Reproduce all of the lines below, requests included, multiplying every point coordinate in the answers by 2.45 and rounding to the nearest whole number, with halves rounded up. Leave the pictures out of your answer.

## BEGIN

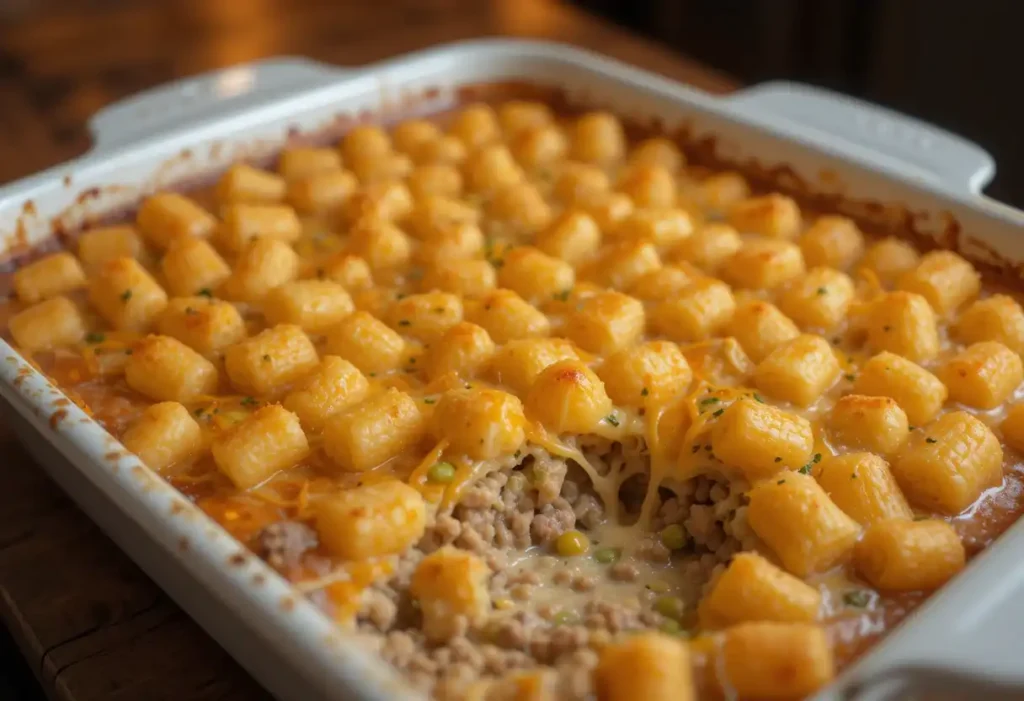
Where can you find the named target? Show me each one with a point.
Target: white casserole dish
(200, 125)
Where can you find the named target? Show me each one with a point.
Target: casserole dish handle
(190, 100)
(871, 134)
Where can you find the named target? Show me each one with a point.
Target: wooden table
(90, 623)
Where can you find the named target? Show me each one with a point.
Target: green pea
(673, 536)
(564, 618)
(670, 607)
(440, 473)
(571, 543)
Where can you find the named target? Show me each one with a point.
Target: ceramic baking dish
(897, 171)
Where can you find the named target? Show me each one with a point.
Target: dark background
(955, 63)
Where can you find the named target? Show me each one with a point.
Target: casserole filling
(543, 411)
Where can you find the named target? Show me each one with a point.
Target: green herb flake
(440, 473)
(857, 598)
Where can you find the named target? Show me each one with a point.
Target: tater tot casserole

## END

### RESULT FOR THIS TASK
Where can you find the named target? Show me each one with a point.
Target: white casserole dish
(490, 306)
Where can you find the named target? Show me each one with a point.
Target: casserole dish handle
(466, 245)
(2134, 328)
Where can you find the named target? Show me each one with a point.
Target: wooden table
(221, 1526)
Where can you find the named target? Show me each one with a point.
Target: green pea
(1649, 1313)
(1382, 1514)
(1642, 1487)
(1078, 1159)
(1399, 1330)
Where can you find the named target? Show me each one with a point.
Target: ceramic baking dish
(2198, 419)
Where can you find the named target? Show me each one with a point.
Target: dark background
(2340, 154)
Where can you find the named target? Show me each one with a point.
Target: casserole filling
(1330, 1007)
Where can you find the named target? Show me each one with a point.
Target: green herb flake
(1078, 1159)
(2100, 1465)
Where can you find the named target? Show me each one with a point.
Target: tater tot casserole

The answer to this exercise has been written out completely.